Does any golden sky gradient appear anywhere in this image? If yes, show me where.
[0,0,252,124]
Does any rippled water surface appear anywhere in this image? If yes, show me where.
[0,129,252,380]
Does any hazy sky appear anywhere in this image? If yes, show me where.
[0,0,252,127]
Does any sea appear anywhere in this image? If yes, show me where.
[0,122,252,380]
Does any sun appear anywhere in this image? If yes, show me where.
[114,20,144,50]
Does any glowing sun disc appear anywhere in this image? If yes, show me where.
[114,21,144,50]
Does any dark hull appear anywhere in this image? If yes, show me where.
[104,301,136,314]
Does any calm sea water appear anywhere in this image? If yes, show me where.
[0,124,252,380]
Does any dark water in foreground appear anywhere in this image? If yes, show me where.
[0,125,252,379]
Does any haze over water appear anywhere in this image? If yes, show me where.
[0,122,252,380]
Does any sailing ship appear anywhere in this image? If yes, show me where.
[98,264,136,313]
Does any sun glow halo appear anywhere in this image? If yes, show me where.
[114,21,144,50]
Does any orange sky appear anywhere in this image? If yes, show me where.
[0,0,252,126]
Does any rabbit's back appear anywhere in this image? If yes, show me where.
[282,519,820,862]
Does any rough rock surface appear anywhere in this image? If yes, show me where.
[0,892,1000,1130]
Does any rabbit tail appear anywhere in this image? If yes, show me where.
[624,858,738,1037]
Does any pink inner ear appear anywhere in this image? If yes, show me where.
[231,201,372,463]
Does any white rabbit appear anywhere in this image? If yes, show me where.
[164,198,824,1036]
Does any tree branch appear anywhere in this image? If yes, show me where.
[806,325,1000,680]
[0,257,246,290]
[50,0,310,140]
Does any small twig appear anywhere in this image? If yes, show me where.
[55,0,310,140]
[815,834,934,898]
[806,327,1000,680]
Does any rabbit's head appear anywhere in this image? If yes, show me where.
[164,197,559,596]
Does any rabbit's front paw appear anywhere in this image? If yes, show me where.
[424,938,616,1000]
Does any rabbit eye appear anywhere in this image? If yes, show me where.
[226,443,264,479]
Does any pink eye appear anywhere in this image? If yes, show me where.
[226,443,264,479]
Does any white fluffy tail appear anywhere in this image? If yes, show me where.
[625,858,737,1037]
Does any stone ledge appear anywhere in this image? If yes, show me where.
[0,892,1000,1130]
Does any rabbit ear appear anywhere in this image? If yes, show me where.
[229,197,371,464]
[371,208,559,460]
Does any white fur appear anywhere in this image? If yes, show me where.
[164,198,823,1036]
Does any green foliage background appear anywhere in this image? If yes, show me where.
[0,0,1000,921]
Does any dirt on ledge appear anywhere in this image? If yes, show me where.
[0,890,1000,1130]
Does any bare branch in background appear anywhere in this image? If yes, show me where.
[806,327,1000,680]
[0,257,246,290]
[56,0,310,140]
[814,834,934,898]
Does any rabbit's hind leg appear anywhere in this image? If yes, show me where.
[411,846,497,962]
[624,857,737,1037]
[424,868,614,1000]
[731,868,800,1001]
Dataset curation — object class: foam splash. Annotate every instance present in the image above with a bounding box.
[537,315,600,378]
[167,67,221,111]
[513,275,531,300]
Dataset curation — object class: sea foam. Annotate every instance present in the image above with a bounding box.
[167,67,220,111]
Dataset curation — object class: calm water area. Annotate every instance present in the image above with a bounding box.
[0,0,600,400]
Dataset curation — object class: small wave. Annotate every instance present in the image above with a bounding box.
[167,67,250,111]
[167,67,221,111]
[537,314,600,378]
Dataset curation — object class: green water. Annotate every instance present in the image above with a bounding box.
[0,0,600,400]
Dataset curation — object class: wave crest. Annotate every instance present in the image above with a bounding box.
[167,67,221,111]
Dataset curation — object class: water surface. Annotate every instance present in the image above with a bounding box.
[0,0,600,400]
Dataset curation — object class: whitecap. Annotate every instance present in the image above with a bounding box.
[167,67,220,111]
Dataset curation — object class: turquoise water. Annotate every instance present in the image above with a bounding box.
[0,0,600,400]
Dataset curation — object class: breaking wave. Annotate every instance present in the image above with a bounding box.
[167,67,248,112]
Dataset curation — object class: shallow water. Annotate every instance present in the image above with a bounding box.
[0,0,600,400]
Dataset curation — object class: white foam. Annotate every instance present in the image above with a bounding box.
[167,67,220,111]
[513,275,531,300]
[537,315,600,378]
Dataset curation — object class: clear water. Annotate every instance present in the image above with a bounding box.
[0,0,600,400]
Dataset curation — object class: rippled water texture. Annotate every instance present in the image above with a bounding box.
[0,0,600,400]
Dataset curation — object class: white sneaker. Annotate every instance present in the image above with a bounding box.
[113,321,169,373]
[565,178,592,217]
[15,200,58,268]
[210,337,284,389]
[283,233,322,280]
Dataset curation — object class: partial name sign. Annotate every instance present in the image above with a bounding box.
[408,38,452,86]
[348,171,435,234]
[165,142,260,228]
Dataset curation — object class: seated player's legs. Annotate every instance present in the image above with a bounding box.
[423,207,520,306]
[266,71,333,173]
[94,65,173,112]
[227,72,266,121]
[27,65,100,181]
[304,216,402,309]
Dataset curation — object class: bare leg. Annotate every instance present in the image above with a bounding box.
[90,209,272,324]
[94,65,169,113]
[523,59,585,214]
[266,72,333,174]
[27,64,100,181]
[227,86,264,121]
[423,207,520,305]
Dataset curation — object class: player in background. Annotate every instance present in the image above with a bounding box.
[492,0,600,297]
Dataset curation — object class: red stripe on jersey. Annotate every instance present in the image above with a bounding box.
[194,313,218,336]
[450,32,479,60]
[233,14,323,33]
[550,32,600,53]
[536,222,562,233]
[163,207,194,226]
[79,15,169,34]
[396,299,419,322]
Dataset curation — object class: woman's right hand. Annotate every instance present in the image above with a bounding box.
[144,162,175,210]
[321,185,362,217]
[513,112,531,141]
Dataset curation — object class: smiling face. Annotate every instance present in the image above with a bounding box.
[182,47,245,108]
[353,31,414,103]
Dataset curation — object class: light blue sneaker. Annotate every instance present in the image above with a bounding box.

______

* [Short problem] Put every line of the records above into a Markdown table with two columns, Row and Record text. Number the rows in order and leave out blank lines.

* [Output of the task]
| Row | Record text |
|---|---|
| 1 | Does any golden sky gradient appear anywhere in this image? If yes, show me where. |
| 2 | [0,0,252,124] |
| 3 | Does any rippled water surface appear anywhere in this image? If yes, show me where. |
| 4 | [0,129,252,380] |
| 5 | Does any hazy sky appear anywhere in this image? If yes, show me where. |
| 6 | [0,0,252,127] |
| 7 | Does any sea appear anywhere in this image? If yes, show me where. |
| 8 | [0,122,252,380] |
| 9 | Does any sun appear anywhere in this image? If yes, show me where. |
| 10 | [114,20,144,50] |
| 11 | Does any glowing sun disc appear anywhere in this image? If yes, show me where. |
| 12 | [114,21,144,50] |
| 13 | Does any dark hull appear anywhere in this image? If yes, show me where. |
| 14 | [104,301,136,314] |
| 15 | Does any calm sea water appear anywhere in this image? If yes, show me where. |
| 16 | [0,124,252,380] |
| 17 | Does any dark water in foreground appear anywhere in this image? If yes, show me where. |
| 18 | [0,125,252,379] |
| 19 | Does any haze over water appear anywhere in this image? If yes, show me where. |
| 20 | [0,122,252,380] |
| 21 | Does any sailing ship appear anywhere in this image? If yes, show me where. |
| 22 | [98,264,136,313] |
| 23 | Does any sun glow halo appear anywhere in this image? If yes, show me where. |
| 24 | [114,21,144,50] |
| 25 | Does any orange sky appear anywhere in this image? If yes, show me where. |
| 26 | [0,0,252,126] |
| 27 | Does any rabbit's back appear anywhere in this image? If yes, show me where. |
| 28 | [282,519,820,862] |
| 29 | Does any rough rock surface appear anywhere in this image? If yes, show me where. |
| 30 | [0,892,1000,1130] |
| 31 | Does any rabbit tail appear anywhere in this image? If yes, show me where. |
| 32 | [624,858,738,1037] |
| 33 | Does any pink inner ear appear anywhere in this image? If yes, show me where. |
| 34 | [231,201,372,463] |
| 35 | Does any white rabbit appear anywhere in this image? If yes, show me where. |
| 36 | [164,198,824,1036] |
| 37 | Does any tree branch appear anywhere in this image? If yes, show me where. |
| 38 | [806,325,1000,680] |
| 39 | [0,257,246,290] |
| 40 | [50,0,310,140] |
| 41 | Does any small twig appear anywhere in this image? If yes, show me where. |
| 42 | [55,0,310,140] |
| 43 | [815,834,934,898] |
| 44 | [806,327,1000,680] |
| 45 | Does any rabbit's head appear anywhere in this image? If yes, show me where. |
| 46 | [164,197,559,596] |
| 47 | Does any rabbit's front paw appear anywhere in this image? If yes, show me where. |
| 48 | [424,938,616,1000] |
| 49 | Does any rabbit eye appear anywhere in this image? If yes, show me where. |
| 50 | [226,443,264,479] |
| 51 | Does any pink eye appear anywhere in this image? If yes, show me where. |
| 52 | [226,443,264,479] |
| 53 | Does any white fluffy tail appear anywhere in this image? If yes, show me where. |
| 54 | [625,858,737,1037] |
| 55 | Does any stone ledge appear anywhere in this image? If yes, show me where. |
| 56 | [0,892,1000,1130] |
| 57 | Does any rabbit ear appear anywhere in this image? If yes, show me where. |
| 58 | [229,197,371,464] |
| 59 | [371,208,559,460] |
| 60 | Does any white fur appear anywhere in this image? If yes, show me where. |
| 61 | [164,198,823,1036] |
| 62 | Does any green foliage background appear anywhere in this image? If yes, show me where. |
| 63 | [0,0,1000,921] |
| 64 | Does any dirt on ledge appear anywhere in this image? If yes, show me where. |
| 65 | [0,890,1000,1130] |
| 66 | Does any bare branch in background appear anywhere in this image? If yes, show me where. |
| 67 | [806,327,1000,680] |
| 68 | [0,257,246,290] |
| 69 | [56,0,310,140] |
| 70 | [814,834,934,898] |
| 71 | Does any rabbit's hind leg appear anywhere in this image? If yes, show me where. |
| 72 | [411,846,497,962] |
| 73 | [624,857,737,1037] |
| 74 | [424,868,614,1000] |
| 75 | [731,868,800,1001] |
| 76 | Dataset curation — object class: foam splash. Annotate every instance present in the image above with a bounding box. |
| 77 | [537,315,600,378] |
| 78 | [167,67,221,111] |
| 79 | [513,275,531,300] |
| 80 | Dataset curation — object class: sea foam. Annotate every instance present in the image above with a bounding box. |
| 81 | [167,67,220,111] |
| 82 | Dataset curation — object class: calm water area. Annotate every instance present in the image above with a bounding box. |
| 83 | [0,0,600,400] |
| 84 | Dataset curation — object class: small wave. Annotate every instance present in the image above with a bounding box. |
| 85 | [167,67,250,111] |
| 86 | [167,67,221,111] |
| 87 | [537,314,600,378] |
| 88 | Dataset curation — object class: green water. Annotate every instance present in the image above with a bounding box. |
| 89 | [0,0,600,400] |
| 90 | Dataset curation — object class: wave crest. Annotate every instance present in the image above with a bounding box. |
| 91 | [167,67,221,111] |
| 92 | Dataset curation — object class: water surface. Annotate every instance present in the image above with a bounding box. |
| 93 | [0,0,600,400] |
| 94 | Dataset curation — object class: whitecap. Annotate every instance present in the image above with a bounding box. |
| 95 | [167,67,220,111] |
| 96 | Dataset curation — object class: turquoise water. Annotate every instance present in the image above with a bounding box. |
| 97 | [0,0,600,400] |
| 98 | Dataset curation — object class: breaking wave. Annotate every instance present in the image above with a bounding box. |
| 99 | [167,67,248,112] |
| 100 | Dataset curation — object class: shallow water. Annotate every instance present in the image above with a bounding box. |
| 101 | [0,0,600,400] |
| 102 | Dataset curation — object class: white foam. Annotate every instance present in the image above with a bounding box. |
| 103 | [167,67,220,111] |
| 104 | [513,275,531,300] |
| 105 | [537,315,600,378] |
| 106 | Dataset curation — object class: clear water. Annotate every instance present in the image above with a bounding box. |
| 107 | [0,0,600,400] |
| 108 | Dataset curation — object class: rippled water texture. Annotate every instance present in the image above with a bounding box. |
| 109 | [0,0,600,400] |
| 110 | Dataset curation — object class: white sneaker. Annotate every instance present in the image above with a bounding box. |
| 111 | [113,321,169,373] |
| 112 | [565,178,592,217] |
| 113 | [15,200,58,268] |
| 114 | [210,337,284,389] |
| 115 | [283,233,322,280] |
| 116 | Dataset curation — object class: partial name sign. Annotate every instance present in the image above with a bounding box. |
| 117 | [408,38,452,86] |
| 118 | [348,171,435,234] |
| 119 | [165,142,260,228] |
| 120 | Dataset curation — object class: seated player's legs. Annotate every instance present in the image above with a bounding box. |
| 121 | [423,207,520,306] |
| 122 | [266,71,333,173] |
| 123 | [94,65,173,112] |
| 124 | [227,72,266,121] |
| 125 | [27,65,100,181] |
| 126 | [304,216,402,309] |
| 127 | Dataset curation — object class: bare leg. Annotate every instance present in the image above with a bounding box. |
| 128 | [90,209,272,324] |
| 129 | [94,65,169,113] |
| 130 | [523,59,585,214] |
| 131 | [266,72,333,174] |
| 132 | [27,64,100,181] |
| 133 | [227,86,264,121] |
| 134 | [423,207,520,305] |
| 135 | Dataset curation — object class: player in background. Annotate every instance present in the image above with a bounding box. |
| 136 | [492,0,600,297] |
| 137 | Dataset curation — object class: red stripe on jersey. Annotate every instance present in the image above with a bounding box. |
| 138 | [194,313,218,336] |
| 139 | [450,32,479,60] |
| 140 | [233,14,323,33] |
| 141 | [550,32,600,53] |
| 142 | [536,222,562,233] |
| 143 | [163,207,194,226] |
| 144 | [79,15,169,34] |
| 145 | [396,299,419,322] |
| 146 | Dataset curation — object class: woman's right hand. Annotate every instance present in the image above with a bounding box. |
| 147 | [144,162,175,210] |
| 148 | [321,185,362,217] |
| 149 | [513,112,531,141] |
| 150 | Dataset curation — object class: smiling face. Annotate every instance present in the image above with a bounding box. |
| 151 | [182,47,245,108] |
| 152 | [353,31,414,103] |
| 153 | Dataset curation — object class: light blue sneaker. Annotate every instance present in the image above with a bounding box. |